**WHAT TO PRODUCE:**
Format every line in the rows below as a numbered list, omitting any blank lines.
-- START OF EXTRACTED RECORDS --
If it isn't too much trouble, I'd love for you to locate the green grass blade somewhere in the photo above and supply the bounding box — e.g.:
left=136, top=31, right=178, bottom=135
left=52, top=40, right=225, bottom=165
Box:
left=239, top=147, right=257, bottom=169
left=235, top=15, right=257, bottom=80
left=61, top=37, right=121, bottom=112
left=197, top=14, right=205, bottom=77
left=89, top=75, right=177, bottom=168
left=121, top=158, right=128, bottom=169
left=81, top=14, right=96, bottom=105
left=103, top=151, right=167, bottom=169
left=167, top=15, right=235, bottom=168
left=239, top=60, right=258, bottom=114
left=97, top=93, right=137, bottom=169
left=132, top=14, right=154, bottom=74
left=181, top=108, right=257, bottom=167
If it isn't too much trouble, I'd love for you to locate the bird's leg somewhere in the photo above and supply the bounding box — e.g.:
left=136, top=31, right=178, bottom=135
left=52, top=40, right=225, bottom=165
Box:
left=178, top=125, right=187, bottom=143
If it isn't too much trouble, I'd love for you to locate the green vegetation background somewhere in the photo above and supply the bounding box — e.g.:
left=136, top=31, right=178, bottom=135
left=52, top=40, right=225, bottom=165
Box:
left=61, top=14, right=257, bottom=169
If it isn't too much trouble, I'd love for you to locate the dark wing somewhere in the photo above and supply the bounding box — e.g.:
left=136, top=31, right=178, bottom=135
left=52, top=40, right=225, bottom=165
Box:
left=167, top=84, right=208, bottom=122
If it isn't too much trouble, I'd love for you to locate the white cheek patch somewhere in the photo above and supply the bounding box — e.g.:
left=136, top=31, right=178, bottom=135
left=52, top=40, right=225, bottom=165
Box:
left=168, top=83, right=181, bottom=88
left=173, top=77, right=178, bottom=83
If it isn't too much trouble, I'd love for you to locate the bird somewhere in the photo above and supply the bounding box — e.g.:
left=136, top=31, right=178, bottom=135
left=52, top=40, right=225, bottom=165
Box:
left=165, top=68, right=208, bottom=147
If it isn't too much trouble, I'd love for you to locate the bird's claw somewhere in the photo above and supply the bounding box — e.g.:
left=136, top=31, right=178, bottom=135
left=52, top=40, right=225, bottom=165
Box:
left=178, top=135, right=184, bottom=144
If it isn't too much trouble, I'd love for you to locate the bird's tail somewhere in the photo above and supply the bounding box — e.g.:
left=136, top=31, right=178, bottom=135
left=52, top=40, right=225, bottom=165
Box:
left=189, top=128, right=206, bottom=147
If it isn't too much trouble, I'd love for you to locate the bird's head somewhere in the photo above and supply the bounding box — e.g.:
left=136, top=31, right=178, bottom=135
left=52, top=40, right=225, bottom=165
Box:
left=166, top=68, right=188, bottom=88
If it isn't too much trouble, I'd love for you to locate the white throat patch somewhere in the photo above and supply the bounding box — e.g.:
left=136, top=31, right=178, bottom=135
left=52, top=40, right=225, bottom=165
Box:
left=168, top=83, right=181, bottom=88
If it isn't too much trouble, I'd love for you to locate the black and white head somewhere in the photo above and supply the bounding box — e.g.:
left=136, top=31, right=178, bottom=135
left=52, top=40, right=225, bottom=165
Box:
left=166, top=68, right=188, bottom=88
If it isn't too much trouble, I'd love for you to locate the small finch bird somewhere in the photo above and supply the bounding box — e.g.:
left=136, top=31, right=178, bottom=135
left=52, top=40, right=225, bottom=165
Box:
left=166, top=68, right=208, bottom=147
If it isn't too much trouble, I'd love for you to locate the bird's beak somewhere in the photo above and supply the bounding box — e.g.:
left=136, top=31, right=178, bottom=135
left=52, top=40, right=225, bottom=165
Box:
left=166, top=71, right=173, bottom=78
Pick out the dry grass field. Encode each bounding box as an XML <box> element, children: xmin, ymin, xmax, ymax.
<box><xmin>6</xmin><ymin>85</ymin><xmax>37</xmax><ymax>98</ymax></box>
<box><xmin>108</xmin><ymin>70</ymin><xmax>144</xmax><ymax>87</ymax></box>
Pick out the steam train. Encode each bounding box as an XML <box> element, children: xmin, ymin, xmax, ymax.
-- END OF EXTRACTED RECORDS --
**THE RESULT:**
1. If it isn't too much trouble, I'd love for you to locate the green grass blade somewhere in the photo above and supply the bounding box — e.g.:
2. left=136, top=31, right=178, bottom=135
3. left=52, top=40, right=225, bottom=165
4. Box:
5. left=239, top=147, right=257, bottom=169
6. left=235, top=15, right=257, bottom=80
7. left=61, top=37, right=121, bottom=112
8. left=197, top=14, right=205, bottom=77
9. left=89, top=75, right=177, bottom=168
10. left=121, top=158, right=128, bottom=169
11. left=81, top=14, right=96, bottom=105
12. left=103, top=151, right=167, bottom=169
13. left=167, top=15, right=235, bottom=168
14. left=239, top=60, right=258, bottom=114
15. left=97, top=93, right=137, bottom=169
16. left=132, top=14, right=154, bottom=74
17. left=181, top=108, right=257, bottom=167
18. If it isn't too much trouble, I'd love for you to locate the bird's leg somewhere in the photo above and supply the bounding box — e.g.:
19. left=136, top=31, right=178, bottom=135
20. left=52, top=40, right=225, bottom=165
21. Box:
22. left=178, top=125, right=187, bottom=143
23. If it isn't too much trouble, I'd love for you to locate the green vegetation background somewhere in the photo above and supply the bounding box — e.g.:
24. left=136, top=31, right=178, bottom=135
25. left=52, top=40, right=225, bottom=165
26. Box:
27. left=61, top=14, right=257, bottom=169
28. If it isn't too much trouble, I'd love for you to locate the dark wing somewhere in the photo above and supply the bounding box — e.g.:
29. left=136, top=31, right=178, bottom=135
30. left=52, top=40, right=225, bottom=165
31. Box:
32. left=167, top=84, right=208, bottom=122
33. If it isn't too much trouble, I'd love for you to locate the white cheek patch somewhere in the photo above and supply the bounding box — e.g.:
34. left=136, top=31, right=178, bottom=135
35. left=52, top=40, right=225, bottom=165
36. Box:
37. left=168, top=83, right=181, bottom=88
38. left=173, top=77, right=178, bottom=83
39. If it isn't too much trouble, I'd love for you to locate the bird somewhere in the photo above and supply the bounding box — e.g.:
40. left=136, top=31, right=178, bottom=135
41. left=52, top=40, right=225, bottom=165
42. Box:
43. left=165, top=68, right=208, bottom=147
44. If it isn't too much trouble, I'd love for you to locate the bird's claw somewhere in the photo above and supply the bounding box — e.g.:
45. left=136, top=31, right=178, bottom=135
46. left=52, top=40, right=225, bottom=165
47. Box:
48. left=178, top=135, right=184, bottom=144
49. If it isn't too much trouble, I'd love for you to locate the bird's tail somewhere in the photo above and supply the bounding box — e.g.:
50. left=136, top=31, right=178, bottom=135
51. left=52, top=40, right=225, bottom=165
52. Box:
53. left=189, top=128, right=206, bottom=147
54. If it isn't too much trouble, I'd love for you to locate the bird's head somewhere in the photo above and supply the bounding box — e.g.:
55. left=136, top=31, right=178, bottom=135
56. left=52, top=40, right=225, bottom=165
57. Box:
58. left=166, top=68, right=188, bottom=88
59. If it isn't too much trouble, I'd love for you to locate the white throat patch somewhere in the photo above and supply the bounding box — e.g.:
60. left=136, top=31, right=178, bottom=135
61. left=52, top=40, right=225, bottom=165
62. Box:
63. left=168, top=83, right=181, bottom=88
64. If it isn't too much trouble, I'd love for you to locate the black and white head somewhere in the photo above and supply the bounding box — e.g.:
65. left=136, top=31, right=178, bottom=135
66. left=52, top=40, right=225, bottom=165
67. Box:
68. left=166, top=68, right=188, bottom=88
69. If it isn't too much trouble, I'd love for you to locate the small finch bird somewhere in the photo above and supply the bounding box — e.g.:
70. left=136, top=31, right=178, bottom=135
71. left=52, top=40, right=225, bottom=165
72. Box:
73. left=166, top=68, right=208, bottom=147
74. If it isn't too much trouble, I'd love for you to locate the bird's beak somewhere in the photo above and supply the bounding box — e.g.:
75. left=136, top=31, right=178, bottom=135
76. left=52, top=40, right=225, bottom=165
77. Box:
78. left=166, top=71, right=173, bottom=78
79. Pick out the dry grass field. Encode each bounding box as an XML <box> element, children: xmin, ymin, xmax, ymax.
80. <box><xmin>6</xmin><ymin>85</ymin><xmax>37</xmax><ymax>98</ymax></box>
81. <box><xmin>108</xmin><ymin>70</ymin><xmax>144</xmax><ymax>87</ymax></box>
82. Pick out the steam train. Encode each bounding box as an XML <box> element, children: xmin, ymin, xmax, ymax.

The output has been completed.